Upendra Chapter 16 - The Java Memory Model
Throughout the book, the topic of the Java Memory Model (JMM) was avoided as this includes some low-level details answering the question “why” certain design decisions work.
Throughout your practice, sticking to those design decisions suffices for you to write effective concurrent code. However, understanding the why behind those decisions might help some to understand them better.
What is a memory model and why would I want one?
Given the statement:
aVariable = 3;
The JMM answers the question “under what circumstances, does a thread that reads the variable sees the most recent value (3)?”. In other words, the JMM is a set of guarantees which the JVM makes regarding memory operations. Those can be leveraged by developers in order to write thread-safe code.
Why do we need such guarantees? Because the most restrictive guarantee - e.g. a thread will always see the latest value, will severely limit the potential performance optimizations the JVM might do behind the scenes to improve performance.
Much of the advances in processing speed over the years is attributed to such optimizations - caching, pipelined instruction execution, time when a value in cache is committed to main memory, etc.
Instead, the JVM doesn’t make such restrictive guarantees, but provides the JMM which does list the guarantees the JVM makes.
One such guarantee is that in a single-threaded environment, the JVM will maintain within thread as-if-serial semantics. In other words, some performance optimizations might be going on behind the scenes to optimize execution, but from the user’s perspective, the program is executing linearly.
In a multi-threaded environment, on the other hand, this guarantee does not hold & inter-thread coordination depends on the developer adding proper synchronization.
Platform memory models
Processors have their own memory models which make certain guarantees about what other processors can see at any time.
The JMM shields the developer from the platform-specific memory models & provides a common model which is shared across all platforms. The differences between the JMM and the platform-specific memory model are managed by inserting memory barriers at appropriate places in order to hold the JMM guarantees (even if the platform MM doesn’t).
Reordering
All problems which occur due to threads executing their operations out of order are summarized as reorderings.
Example:
public class PossibleReordering {
static int x = 0, y = 0;
static int a = 0, b = 0;
public static void main(String[] args) throws InterruptedException {
Thread one = new Thread(new Runnable() {
public void run() {
a = 1;
x = b;
}
});
Thread other = new Thread(new Runnable() {
public void run() {
b = 1;
y = a;
}
});
one.start(); other.start();
one.join(); other.join();
System.out.println("( "+ x + "," + y + ")");
}
}
This program can print all possible values - (0, 0), (0, 1), (1, 0), (1, 1)
This demonstrates that it is extremely hard to reason about reorderings as demonstrated by even the simplest concurrent program.
By using synchronization, the JVM & the hardware are prohibited from performing any reorderings on the operations.
The Java Memory Model in 500 words or less
The JMM defines a partial ordering function called “happens-before”.
Partial ordering is:
- Reflexive -> X happens-before X
- Antisymmetric -> if X happens-before Y then Y “happens-after” X
- Transitive -> if X happens-before Y and Y happens-before Z => X happens-before Z
To guarantee that a thread executing action B sees the results of action A (in another thread), there must be a happens-before relation between them.
When there are one or more reads & at least one write on a variable without a happens-before relation, there is a data race. A program which has no data races is said to be correctly synchronized & all actions in such a program “appear” to happen in a sequential global order.

**Items**.
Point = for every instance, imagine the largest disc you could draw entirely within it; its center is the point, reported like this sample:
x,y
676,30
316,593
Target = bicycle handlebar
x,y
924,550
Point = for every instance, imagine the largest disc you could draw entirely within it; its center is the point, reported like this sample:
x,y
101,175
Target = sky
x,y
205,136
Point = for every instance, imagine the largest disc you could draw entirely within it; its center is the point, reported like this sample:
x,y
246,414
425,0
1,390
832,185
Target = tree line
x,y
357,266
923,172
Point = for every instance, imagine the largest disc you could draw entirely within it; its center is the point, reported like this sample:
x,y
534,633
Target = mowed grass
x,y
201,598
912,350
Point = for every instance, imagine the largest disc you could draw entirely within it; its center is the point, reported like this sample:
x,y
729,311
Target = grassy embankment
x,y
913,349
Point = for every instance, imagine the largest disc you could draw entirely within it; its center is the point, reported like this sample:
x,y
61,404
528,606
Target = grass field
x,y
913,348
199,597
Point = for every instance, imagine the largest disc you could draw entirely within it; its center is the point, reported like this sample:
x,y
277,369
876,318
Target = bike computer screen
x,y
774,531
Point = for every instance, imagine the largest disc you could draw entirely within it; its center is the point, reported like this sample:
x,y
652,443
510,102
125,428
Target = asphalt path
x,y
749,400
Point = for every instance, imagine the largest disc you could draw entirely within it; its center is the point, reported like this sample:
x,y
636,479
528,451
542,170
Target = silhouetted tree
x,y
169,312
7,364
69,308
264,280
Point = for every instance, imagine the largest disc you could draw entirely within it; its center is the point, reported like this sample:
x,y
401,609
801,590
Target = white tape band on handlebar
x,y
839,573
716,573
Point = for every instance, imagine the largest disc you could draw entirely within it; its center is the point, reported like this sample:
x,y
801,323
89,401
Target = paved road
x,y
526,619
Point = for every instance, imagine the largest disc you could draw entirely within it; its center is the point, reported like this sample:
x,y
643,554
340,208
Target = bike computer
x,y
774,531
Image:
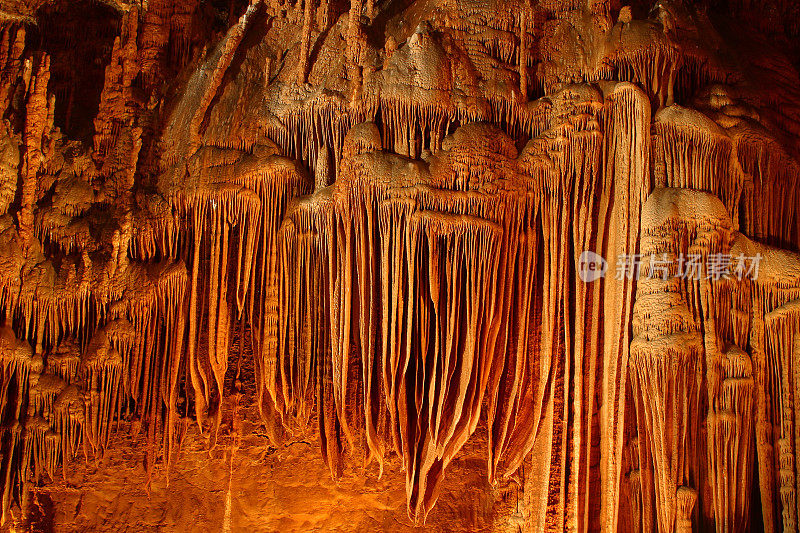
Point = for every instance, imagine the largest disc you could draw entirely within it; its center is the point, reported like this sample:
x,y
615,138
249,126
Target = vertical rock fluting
x,y
472,165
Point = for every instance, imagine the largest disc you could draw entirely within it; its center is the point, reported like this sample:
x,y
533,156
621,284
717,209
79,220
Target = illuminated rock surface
x,y
319,266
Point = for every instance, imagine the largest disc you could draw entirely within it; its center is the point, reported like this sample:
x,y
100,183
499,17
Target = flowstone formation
x,y
319,265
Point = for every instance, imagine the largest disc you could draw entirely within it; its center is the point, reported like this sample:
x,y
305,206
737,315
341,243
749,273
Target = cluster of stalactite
x,y
427,279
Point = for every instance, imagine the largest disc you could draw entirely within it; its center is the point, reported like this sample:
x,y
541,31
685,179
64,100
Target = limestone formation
x,y
400,265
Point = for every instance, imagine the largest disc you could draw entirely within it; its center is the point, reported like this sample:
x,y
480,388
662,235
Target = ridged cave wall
x,y
322,265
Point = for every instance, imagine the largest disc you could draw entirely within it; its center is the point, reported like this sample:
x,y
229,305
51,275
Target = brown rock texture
x,y
400,265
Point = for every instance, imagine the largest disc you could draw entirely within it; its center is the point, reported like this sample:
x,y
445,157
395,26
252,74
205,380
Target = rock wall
x,y
457,266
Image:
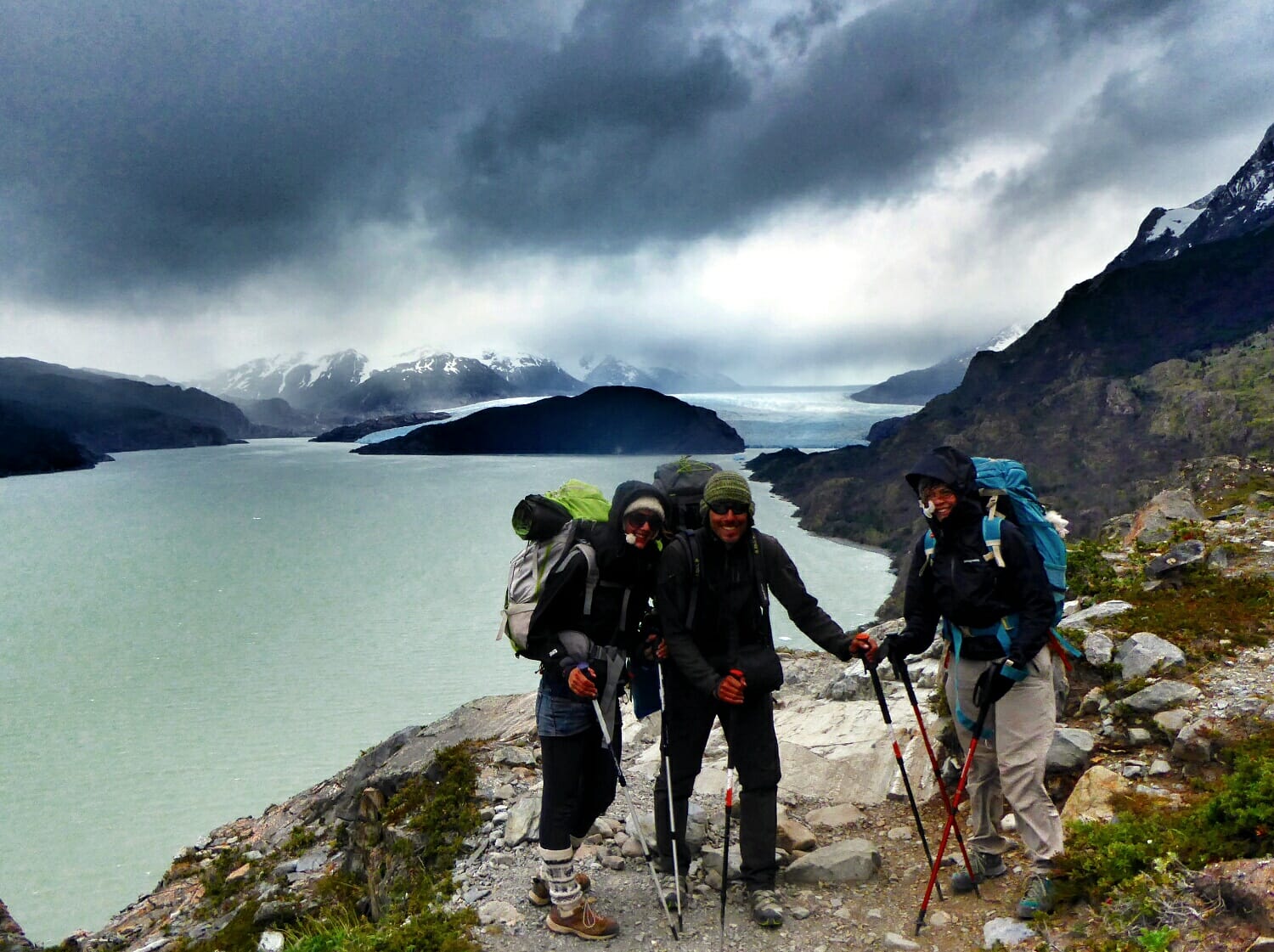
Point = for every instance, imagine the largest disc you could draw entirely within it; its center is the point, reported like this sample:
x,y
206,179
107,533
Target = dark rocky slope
x,y
59,408
609,420
1082,399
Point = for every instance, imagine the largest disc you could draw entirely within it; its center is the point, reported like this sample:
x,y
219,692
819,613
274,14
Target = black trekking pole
x,y
950,817
905,677
668,779
902,768
632,814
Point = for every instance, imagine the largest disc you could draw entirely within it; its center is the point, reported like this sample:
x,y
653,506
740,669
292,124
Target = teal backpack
x,y
1006,490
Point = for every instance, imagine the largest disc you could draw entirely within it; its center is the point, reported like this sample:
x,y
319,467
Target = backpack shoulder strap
x,y
991,537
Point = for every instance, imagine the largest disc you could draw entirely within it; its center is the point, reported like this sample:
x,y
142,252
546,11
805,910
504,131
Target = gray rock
x,y
1171,722
499,913
1194,743
1070,751
848,862
894,941
838,816
1098,649
524,821
1095,613
1009,932
1175,560
1144,653
1161,696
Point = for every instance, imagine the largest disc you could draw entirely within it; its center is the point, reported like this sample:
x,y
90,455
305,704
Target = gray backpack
x,y
529,572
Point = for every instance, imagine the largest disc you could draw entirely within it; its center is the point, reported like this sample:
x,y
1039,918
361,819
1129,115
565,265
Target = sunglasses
x,y
641,518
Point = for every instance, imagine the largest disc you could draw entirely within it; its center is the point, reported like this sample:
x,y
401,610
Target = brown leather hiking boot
x,y
539,891
588,923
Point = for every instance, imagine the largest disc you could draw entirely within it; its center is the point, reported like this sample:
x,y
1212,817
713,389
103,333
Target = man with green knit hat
x,y
713,608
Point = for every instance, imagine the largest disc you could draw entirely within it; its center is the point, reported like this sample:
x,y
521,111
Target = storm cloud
x,y
162,152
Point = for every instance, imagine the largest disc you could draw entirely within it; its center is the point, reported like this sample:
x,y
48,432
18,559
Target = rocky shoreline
x,y
854,870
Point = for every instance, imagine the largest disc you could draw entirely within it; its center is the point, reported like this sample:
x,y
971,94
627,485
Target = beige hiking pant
x,y
1009,761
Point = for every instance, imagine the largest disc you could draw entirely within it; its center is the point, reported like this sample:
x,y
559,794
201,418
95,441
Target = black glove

**Goal**. Continue the Java Memory Model chapter, which appears above the rows, starting right after its last sentence.

**Task output**.
Happens-before guarantees by the JMM:
- Program order rule - Every action in thread A happens-before any other action in the same thread which come later in the program order
- Monitor lock rule - monitor unlock happens-before monitor lock (if actions are on the same monitor)
- Volatile variable rule - write on volatile variable happens-before all subsequent reads of the variable
- Thread start rule - A call to
Thread.starthappens-before any action in the started thread - Thread termination rule - Any action in thread A happens-before detecting the thread is terminated in any other thread
- Interruption rule - Interrupt on a thread happens-before the thread detects it is interrupted
- Finalizer rule - End of constructor happens-before start of finalizer
- Transitivity - already explained
Example of the Monitor lock rule:
Note that if two threads synchronize on a different lock, there is no happens-before relation between them.
Piggybacking on synchronization
Sometimes, you could take advantage of an already established happens-before relationship to avoid implementing your own synchronization.
This technique is called “piggybacking” & is very dependent on the careful ordering of instructions.
It shouldn’t be undertaken lightly. The book shows an example of using piggybacking which is quite advanced & shouldn’t be done at home. Consult it for more details.
What’s practical, however, is to use piggybacking for the more common scenarios of leveraging a thread-safe collection’s safe publication guarantees to avoid implementing your own.
Publication
Safe publication techniques are based on the guarantees made by the JMM. They are based on happens-before relations established by the JMM. This section explores those.
Unsafe publication
Unsafe publication occurs when there is no happens-before relation between initializing the object and subsequent reads.
Unsafely published objects could lead to two problems:
- Not seeing the initialized shared object reference
- Seeing the shared object reference, but not observing the most recent values of the object’s fields - observing a “partially constructed object”
Example:
@NotThreadSafe
public class UnsafeLazyInitialization {
private static Resource resource;
public static Resource getInstance() {
if (resource == null)
resource = new Resource(); // unsafe publication
return resource;
}
}
One possible problem of this code is that the object might be initialized twice, leading to two global references. But even if you don’t care about this inefficiency, there is still a problem as a thread might correctly see that the object is initialized, but not see the object fields’ latest values.
Except for immutable objects, it is not safe to use an object initialized in another thread if there is no happens-before relation.
If you’re using an immutable object, you cannot observe it in a partially constructed state (eliminating the second problem), but you can observe an uninitialized reference to the object while the reference is already initialized.
Safe publication
The safe publication idioms covered in chapter 3 ensure that an object is safely published from thread A to B.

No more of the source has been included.